[Start of Data for this exercise]
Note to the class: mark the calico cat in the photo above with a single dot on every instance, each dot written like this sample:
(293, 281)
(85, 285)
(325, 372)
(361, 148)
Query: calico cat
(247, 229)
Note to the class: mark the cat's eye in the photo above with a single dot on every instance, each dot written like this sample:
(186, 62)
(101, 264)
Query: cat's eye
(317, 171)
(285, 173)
[End of Data for this exercise]
### [Problem to solve]
Locate the line that contains "Note to the class: mark the cat's". Repeat it and every line after it, up to and including the final line, exactly.

### [In response]
Note to the class: mark the cat's eye in the photo above with a single dot on every instance, each dot written like this sample:
(186, 62)
(101, 264)
Query: cat's eye
(317, 171)
(285, 173)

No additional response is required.